#### DIRECTIONS:
Quote exactly the lines running from the line with "phrase -- concrete sidewalk" to the end of the entries, including both, and nothing else.

____ THE RECORDS

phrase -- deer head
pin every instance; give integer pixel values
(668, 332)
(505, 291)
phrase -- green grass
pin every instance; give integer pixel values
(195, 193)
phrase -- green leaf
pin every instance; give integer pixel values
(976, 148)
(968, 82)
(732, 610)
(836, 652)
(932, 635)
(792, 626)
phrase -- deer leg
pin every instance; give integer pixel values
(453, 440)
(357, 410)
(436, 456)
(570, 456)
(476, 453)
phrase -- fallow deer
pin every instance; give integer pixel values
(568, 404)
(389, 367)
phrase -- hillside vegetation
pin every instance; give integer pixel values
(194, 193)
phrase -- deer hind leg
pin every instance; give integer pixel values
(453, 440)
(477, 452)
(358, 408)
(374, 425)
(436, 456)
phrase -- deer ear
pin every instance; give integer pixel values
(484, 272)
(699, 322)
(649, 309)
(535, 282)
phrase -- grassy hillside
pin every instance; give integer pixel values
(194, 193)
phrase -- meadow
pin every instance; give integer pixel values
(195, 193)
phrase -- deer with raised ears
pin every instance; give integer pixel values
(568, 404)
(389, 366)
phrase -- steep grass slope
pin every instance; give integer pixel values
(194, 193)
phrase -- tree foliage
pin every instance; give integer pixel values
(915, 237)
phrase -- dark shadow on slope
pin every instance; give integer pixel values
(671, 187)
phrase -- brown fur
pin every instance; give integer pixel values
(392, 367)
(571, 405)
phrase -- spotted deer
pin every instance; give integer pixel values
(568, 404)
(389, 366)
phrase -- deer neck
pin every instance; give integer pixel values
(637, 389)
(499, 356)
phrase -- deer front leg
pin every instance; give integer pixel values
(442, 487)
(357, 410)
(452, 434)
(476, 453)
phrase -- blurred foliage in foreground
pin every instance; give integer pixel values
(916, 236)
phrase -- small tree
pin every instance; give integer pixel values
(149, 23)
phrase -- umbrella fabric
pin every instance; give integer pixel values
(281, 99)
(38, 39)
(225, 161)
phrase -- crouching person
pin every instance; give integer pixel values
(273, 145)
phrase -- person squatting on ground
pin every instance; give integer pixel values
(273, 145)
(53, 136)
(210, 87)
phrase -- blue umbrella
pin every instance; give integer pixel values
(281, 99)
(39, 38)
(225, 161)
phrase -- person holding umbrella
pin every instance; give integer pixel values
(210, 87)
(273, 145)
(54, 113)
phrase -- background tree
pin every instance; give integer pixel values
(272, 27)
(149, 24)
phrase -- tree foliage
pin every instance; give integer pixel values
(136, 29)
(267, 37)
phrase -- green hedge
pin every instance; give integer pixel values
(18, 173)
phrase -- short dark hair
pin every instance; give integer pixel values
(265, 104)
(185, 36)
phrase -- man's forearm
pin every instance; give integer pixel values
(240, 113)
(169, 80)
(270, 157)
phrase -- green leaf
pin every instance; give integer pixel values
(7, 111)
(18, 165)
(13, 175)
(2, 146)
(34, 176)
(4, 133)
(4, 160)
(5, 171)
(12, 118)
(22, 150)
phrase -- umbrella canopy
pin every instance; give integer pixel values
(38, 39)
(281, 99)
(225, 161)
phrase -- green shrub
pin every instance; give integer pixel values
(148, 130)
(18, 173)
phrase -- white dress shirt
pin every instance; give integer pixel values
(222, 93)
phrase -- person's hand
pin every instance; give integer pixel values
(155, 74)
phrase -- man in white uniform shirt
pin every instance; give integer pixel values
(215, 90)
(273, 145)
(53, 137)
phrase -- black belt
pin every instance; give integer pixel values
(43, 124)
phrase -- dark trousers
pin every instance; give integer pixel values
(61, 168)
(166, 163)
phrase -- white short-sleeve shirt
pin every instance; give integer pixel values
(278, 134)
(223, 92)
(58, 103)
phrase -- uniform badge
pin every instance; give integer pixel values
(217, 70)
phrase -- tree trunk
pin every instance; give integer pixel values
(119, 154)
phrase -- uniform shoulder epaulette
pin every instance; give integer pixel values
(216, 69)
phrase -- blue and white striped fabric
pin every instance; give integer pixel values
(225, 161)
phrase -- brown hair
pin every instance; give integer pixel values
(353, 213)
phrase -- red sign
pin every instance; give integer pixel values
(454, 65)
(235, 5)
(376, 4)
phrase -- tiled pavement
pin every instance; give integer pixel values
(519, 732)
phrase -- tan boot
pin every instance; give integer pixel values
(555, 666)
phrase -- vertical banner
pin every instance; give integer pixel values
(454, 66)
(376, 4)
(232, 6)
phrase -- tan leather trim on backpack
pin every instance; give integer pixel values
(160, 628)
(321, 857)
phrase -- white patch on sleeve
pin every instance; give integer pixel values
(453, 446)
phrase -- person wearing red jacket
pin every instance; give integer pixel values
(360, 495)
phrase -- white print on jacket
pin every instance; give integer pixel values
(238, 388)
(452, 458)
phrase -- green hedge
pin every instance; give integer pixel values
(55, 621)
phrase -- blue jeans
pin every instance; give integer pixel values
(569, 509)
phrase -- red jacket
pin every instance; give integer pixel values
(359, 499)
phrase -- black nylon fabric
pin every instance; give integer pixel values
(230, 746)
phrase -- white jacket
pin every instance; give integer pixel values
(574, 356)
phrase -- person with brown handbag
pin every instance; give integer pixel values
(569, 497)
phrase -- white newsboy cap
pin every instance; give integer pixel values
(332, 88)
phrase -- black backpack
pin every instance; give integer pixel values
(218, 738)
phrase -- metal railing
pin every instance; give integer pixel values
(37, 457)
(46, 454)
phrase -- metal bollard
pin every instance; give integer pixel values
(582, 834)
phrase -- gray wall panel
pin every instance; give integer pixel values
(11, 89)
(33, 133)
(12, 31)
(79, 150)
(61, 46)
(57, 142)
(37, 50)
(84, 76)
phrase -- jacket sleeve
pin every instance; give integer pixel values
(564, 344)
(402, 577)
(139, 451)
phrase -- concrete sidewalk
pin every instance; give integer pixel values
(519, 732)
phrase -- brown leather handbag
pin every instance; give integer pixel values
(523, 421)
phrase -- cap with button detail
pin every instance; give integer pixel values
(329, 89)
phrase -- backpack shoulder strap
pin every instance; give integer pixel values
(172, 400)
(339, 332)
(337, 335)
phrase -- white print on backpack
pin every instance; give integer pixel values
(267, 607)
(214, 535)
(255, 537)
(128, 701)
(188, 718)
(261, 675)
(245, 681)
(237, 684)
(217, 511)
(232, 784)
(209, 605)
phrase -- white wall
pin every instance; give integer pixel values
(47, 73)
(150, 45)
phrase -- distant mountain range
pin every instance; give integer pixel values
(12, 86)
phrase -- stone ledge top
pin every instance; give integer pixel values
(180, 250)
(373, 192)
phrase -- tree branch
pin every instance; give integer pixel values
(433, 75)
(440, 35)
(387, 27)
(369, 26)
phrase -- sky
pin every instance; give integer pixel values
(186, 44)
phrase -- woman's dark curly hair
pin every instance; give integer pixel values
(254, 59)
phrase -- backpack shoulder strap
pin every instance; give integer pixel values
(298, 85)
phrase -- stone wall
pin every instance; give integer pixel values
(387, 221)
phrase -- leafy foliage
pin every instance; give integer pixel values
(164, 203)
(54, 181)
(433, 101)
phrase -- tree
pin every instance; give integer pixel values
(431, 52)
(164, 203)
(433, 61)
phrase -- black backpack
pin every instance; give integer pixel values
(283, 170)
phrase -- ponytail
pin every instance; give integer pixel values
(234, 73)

________

#### ANSWER TO THE PROBLEM:
phrase -- concrete sidewalk
pin every instance; give integer pixel values
(519, 732)
phrase -- brown leather handbag
pin every instance; give integer pixel values
(523, 421)
phrase -- cap with button detail
pin every instance; give integer pixel values
(329, 89)
phrase -- backpack shoulder strap
pin every instance; give integer pixel values
(172, 400)
(339, 332)
(337, 335)
phrase -- white print on backpack
pin every instance; give integer pixel values
(267, 607)
(214, 535)
(255, 537)
(128, 701)
(188, 718)
(261, 675)
(245, 681)
(237, 684)
(217, 511)
(232, 784)
(209, 605)
phrase -- white wall
pin every instance; give integer pixel values
(47, 73)
(150, 45)
phrase -- distant mountain range
pin every instance; give integer pixel values
(12, 86)
phrase -- stone ledge top
pin every instance; give integer pixel values
(180, 250)
(373, 192)
phrase -- tree branch
pin every instance; give integer pixel values
(433, 75)
(440, 35)
(387, 27)
(369, 26)
phrase -- sky
pin every instance; give integer pixel values
(186, 44)
phrase -- woman's dark curly hair
pin every instance; give integer pixel values
(254, 59)
phrase -- backpack shoulder strap
pin every instance; give integer pixel values
(298, 85)
phrase -- stone wall
pin every instance; give integer pixel values
(387, 221)
phrase -- leafy foliage
pin every instance; give integer pixel values
(164, 203)
(54, 181)
(433, 101)
phrase -- tree
pin every instance; give integer pixel values
(431, 52)
(164, 203)
(433, 61)
phrase -- black backpack
pin every instance; give integer pixel values
(283, 170)
phrase -- ponytail
pin every instance; give integer pixel values
(234, 73)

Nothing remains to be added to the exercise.